Given text =>
P. Djèlí Clark
published: 21st August 2018
Creeper, a scrappy young teen, is done living on the streets of New Orleans. Instead, she wants to soar, and her sights are set on securing passage aboard the smuggler airship Midnight Robber. Her ticket: earning Captain Ann-Marie’s trust using a secret about a kidnapped Haitian scientist and a mysterious weapon he calls The Black God’s Drums.
But Creeper keeps another secret close to heart–Oya, the African orisha of the wind and storms, who speaks inside her head and grants her divine powers. And Oya has her own priorities concerning Creeper and Ann-Marie…
Galley provided by publisher
Honestly, this is how you write novellas. With enough worldbuilding and plot and characterisation that you simultaneously feel that it works as a novella but also that it could be expanded into an entire novel. And The Black God’s Drums does all that so well.
This novella is an alternate, steampunk history set during the American Civil War, in which the Confederates and Union came to an truce (along with a number of other things, as explained better in the book than I could ever hope to summarise in this review). It follows Creeper, an orphan living on the streets, who overhears a Confederate plan to use a weapon known as the Black God’s Drums to defeat the Union once and for all, and plans to use the information to bargain her way onto an airship.

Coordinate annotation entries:
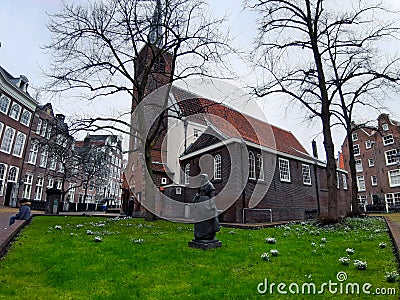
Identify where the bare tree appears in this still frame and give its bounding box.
[246,0,397,220]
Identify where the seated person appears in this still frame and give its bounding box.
[9,199,31,226]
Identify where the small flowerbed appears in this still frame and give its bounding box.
[0,217,400,299]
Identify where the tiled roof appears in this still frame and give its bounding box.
[173,87,311,159]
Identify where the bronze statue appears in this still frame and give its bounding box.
[193,174,220,242]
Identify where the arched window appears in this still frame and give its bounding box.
[185,164,190,184]
[257,154,264,180]
[36,119,42,134]
[0,95,10,114]
[159,57,165,73]
[0,127,15,153]
[249,152,256,179]
[214,154,221,179]
[10,103,21,120]
[28,141,39,165]
[8,167,18,182]
[13,132,26,157]
[0,164,6,196]
[21,110,31,126]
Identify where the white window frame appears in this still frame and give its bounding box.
[301,164,312,185]
[22,174,33,199]
[249,151,256,179]
[36,118,42,135]
[184,163,190,185]
[278,158,291,182]
[0,95,11,115]
[382,123,389,131]
[40,120,47,137]
[353,144,361,156]
[355,159,363,173]
[0,126,16,154]
[47,177,54,189]
[257,154,265,181]
[39,146,49,168]
[388,169,400,187]
[0,163,7,196]
[385,149,399,166]
[368,158,375,168]
[28,140,39,165]
[214,154,222,180]
[20,108,32,127]
[193,128,201,139]
[371,175,378,186]
[357,195,368,205]
[7,166,19,182]
[68,182,76,202]
[8,102,22,121]
[34,176,44,200]
[336,172,340,190]
[13,131,26,157]
[351,132,358,142]
[357,175,366,192]
[382,134,394,146]
[342,173,348,191]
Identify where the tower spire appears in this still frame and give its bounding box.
[149,0,163,47]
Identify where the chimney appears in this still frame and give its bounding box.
[311,140,318,158]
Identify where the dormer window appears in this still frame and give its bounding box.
[153,57,165,73]
[9,103,21,120]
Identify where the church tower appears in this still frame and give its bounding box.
[135,0,173,102]
[126,0,173,216]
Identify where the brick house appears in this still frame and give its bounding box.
[160,96,350,222]
[340,114,400,210]
[18,103,73,205]
[73,134,123,205]
[0,67,38,206]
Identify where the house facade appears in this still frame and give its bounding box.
[0,67,38,206]
[18,103,73,201]
[341,114,400,211]
[73,134,123,205]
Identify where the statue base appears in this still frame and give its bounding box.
[188,239,222,250]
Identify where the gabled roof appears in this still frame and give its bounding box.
[172,87,312,159]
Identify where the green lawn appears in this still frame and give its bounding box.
[0,216,400,299]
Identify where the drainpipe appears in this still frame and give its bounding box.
[311,140,321,214]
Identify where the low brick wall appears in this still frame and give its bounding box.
[0,220,30,257]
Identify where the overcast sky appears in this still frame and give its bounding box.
[0,0,400,158]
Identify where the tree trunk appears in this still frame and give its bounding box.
[347,131,360,216]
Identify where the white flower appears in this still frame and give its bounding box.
[385,271,399,282]
[339,256,350,266]
[354,259,367,270]
[261,252,269,261]
[265,238,276,244]
[269,249,279,256]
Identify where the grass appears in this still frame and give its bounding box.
[0,217,399,299]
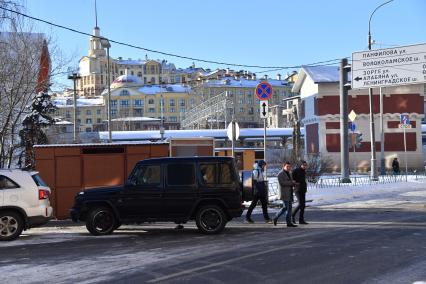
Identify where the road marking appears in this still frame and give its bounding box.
[147,241,308,283]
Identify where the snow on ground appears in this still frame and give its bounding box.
[250,177,426,213]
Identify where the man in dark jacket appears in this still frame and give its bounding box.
[274,162,297,227]
[292,161,308,224]
[246,160,272,223]
[392,158,399,175]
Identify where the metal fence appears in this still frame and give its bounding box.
[268,171,426,196]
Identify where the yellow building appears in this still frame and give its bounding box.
[53,94,107,132]
[193,76,292,128]
[102,75,196,130]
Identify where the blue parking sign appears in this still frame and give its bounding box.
[400,113,410,124]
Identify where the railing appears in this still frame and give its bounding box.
[268,171,426,196]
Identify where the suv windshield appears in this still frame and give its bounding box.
[32,174,47,186]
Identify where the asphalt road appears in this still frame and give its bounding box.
[0,204,426,283]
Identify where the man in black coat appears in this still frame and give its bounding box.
[292,161,308,225]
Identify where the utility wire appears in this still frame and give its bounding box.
[0,7,350,72]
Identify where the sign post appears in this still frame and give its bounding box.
[255,82,272,178]
[351,44,426,89]
[399,113,411,181]
[226,120,240,157]
[348,110,356,173]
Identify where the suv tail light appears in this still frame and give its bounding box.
[38,189,49,200]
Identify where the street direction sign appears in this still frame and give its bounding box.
[348,110,356,121]
[351,44,426,89]
[226,121,240,140]
[399,113,410,124]
[259,101,268,119]
[255,82,272,101]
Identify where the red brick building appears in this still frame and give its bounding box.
[292,66,425,171]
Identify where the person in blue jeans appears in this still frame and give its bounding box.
[246,160,272,223]
[274,162,297,227]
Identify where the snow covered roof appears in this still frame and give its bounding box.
[117,59,146,65]
[99,128,304,141]
[292,65,351,93]
[52,97,104,108]
[202,78,288,88]
[112,74,143,84]
[111,116,161,122]
[138,84,191,95]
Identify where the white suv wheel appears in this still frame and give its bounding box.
[0,212,23,241]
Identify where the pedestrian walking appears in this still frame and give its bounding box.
[292,160,308,225]
[392,157,399,175]
[246,160,272,223]
[274,162,297,227]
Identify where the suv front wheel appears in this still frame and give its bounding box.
[86,207,117,236]
[0,211,24,241]
[195,205,227,234]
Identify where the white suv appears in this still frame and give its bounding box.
[0,169,53,241]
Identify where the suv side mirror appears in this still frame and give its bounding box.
[124,179,136,187]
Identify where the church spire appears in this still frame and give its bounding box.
[95,0,98,28]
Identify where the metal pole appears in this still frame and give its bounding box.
[263,117,268,180]
[107,47,112,143]
[380,87,386,176]
[340,58,351,183]
[402,123,408,181]
[72,78,77,143]
[68,73,81,143]
[368,0,393,180]
[368,88,377,180]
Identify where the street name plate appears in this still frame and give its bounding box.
[398,124,411,129]
[351,44,426,89]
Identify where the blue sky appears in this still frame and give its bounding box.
[26,0,426,89]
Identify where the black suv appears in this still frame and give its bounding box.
[70,157,243,235]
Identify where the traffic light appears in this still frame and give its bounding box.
[355,133,362,148]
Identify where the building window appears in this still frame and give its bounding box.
[120,100,129,108]
[133,100,144,107]
[120,90,130,96]
[133,108,143,116]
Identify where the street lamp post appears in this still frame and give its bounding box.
[68,72,81,143]
[368,0,393,180]
[101,38,112,143]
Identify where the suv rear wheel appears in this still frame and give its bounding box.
[86,207,117,236]
[195,205,227,234]
[0,211,24,241]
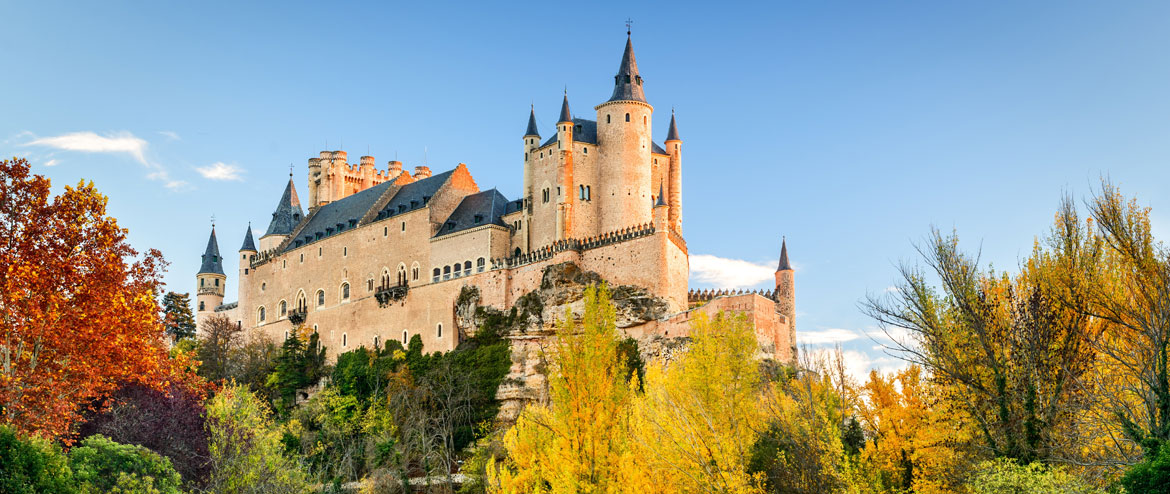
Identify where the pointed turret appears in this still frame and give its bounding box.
[524,107,541,137]
[559,91,573,125]
[198,227,223,274]
[610,32,646,103]
[240,222,256,252]
[666,109,682,143]
[776,236,792,272]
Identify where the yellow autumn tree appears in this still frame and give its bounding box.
[488,286,652,493]
[632,313,763,493]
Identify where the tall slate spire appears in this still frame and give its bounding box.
[240,222,256,252]
[557,90,573,123]
[610,32,646,103]
[198,226,223,274]
[524,107,541,137]
[264,176,304,235]
[776,236,792,272]
[666,109,682,140]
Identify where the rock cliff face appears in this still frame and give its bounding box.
[455,262,689,421]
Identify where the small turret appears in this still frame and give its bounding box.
[195,225,227,327]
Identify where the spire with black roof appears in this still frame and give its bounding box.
[197,226,223,275]
[524,105,541,138]
[240,221,256,252]
[610,28,646,103]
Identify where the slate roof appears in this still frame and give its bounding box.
[240,222,256,252]
[264,178,304,235]
[666,110,682,140]
[435,188,509,236]
[776,238,792,272]
[541,118,597,147]
[557,91,573,123]
[198,227,223,274]
[524,107,541,137]
[610,36,646,103]
[285,181,393,251]
[378,170,455,219]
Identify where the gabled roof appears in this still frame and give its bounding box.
[198,227,223,274]
[435,188,509,236]
[264,177,304,236]
[285,177,393,251]
[240,222,256,252]
[541,118,597,147]
[524,107,541,137]
[610,35,646,103]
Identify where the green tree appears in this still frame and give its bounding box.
[207,383,311,494]
[0,425,76,494]
[163,291,195,342]
[69,434,180,494]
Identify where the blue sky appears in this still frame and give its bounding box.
[0,1,1170,371]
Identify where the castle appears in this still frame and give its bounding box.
[195,33,796,361]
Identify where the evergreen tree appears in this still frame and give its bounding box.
[163,291,195,342]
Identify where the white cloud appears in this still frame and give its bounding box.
[797,328,861,345]
[690,254,776,288]
[25,131,151,166]
[195,162,243,180]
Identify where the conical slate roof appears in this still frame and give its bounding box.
[776,238,792,272]
[264,177,304,235]
[557,92,573,123]
[199,227,223,274]
[240,222,256,252]
[666,110,682,140]
[610,35,646,103]
[524,107,541,137]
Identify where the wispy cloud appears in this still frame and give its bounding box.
[195,162,243,180]
[797,328,861,345]
[690,254,776,288]
[21,131,186,190]
[26,132,151,166]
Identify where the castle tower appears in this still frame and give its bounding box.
[594,32,654,233]
[556,90,574,240]
[195,225,227,328]
[235,222,256,318]
[663,110,682,235]
[260,173,304,251]
[518,105,541,252]
[773,238,797,358]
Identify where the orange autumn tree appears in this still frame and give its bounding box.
[0,158,190,437]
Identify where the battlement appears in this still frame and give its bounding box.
[491,222,658,269]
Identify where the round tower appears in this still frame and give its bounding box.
[594,32,654,233]
[195,225,227,330]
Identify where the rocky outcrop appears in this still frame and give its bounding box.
[455,262,689,421]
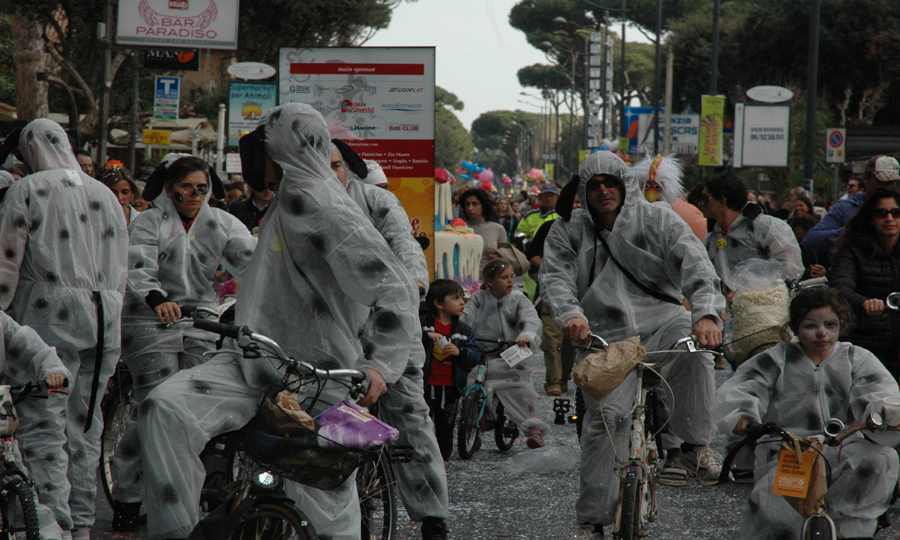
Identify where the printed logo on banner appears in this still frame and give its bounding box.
[381,103,422,112]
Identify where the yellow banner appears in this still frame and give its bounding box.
[699,96,725,167]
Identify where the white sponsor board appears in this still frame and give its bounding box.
[116,0,239,50]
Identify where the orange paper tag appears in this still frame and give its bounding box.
[772,450,816,499]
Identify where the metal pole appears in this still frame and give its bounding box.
[709,0,721,96]
[128,51,141,173]
[97,0,114,164]
[803,0,821,186]
[653,0,662,155]
[663,47,675,156]
[619,0,628,136]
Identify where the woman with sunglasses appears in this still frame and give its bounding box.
[112,154,256,531]
[831,189,900,378]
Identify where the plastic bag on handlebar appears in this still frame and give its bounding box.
[572,336,647,401]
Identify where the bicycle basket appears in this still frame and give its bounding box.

Problems =>
1: According to the book review, why does the reviewer hold up this novella as the way novellas should be written?
2: Transcribe the stretch of the book review from "This novella is" through "onto an airship.".

Answers given =>
1: The reviewer says it has enough worldbuilding, plot and characterisation that it works as a novella while also feeling like it could be expanded into an entire novel. The Black God's Drums does both of these well.

2:
This novella is an alternate, steampunk history set during the American Civil War, in which the Confederates and Union came to an truce (along with a number of other things, as explained better in the book than I could ever hope to summarise in this review). It follows Creeper, an orphan living on the streets, who overhears a Confederate plan to use a weapon known as the Black God’s Drums to defeat the Union once and for all, and plans to use the information to bargain her way onto an airship.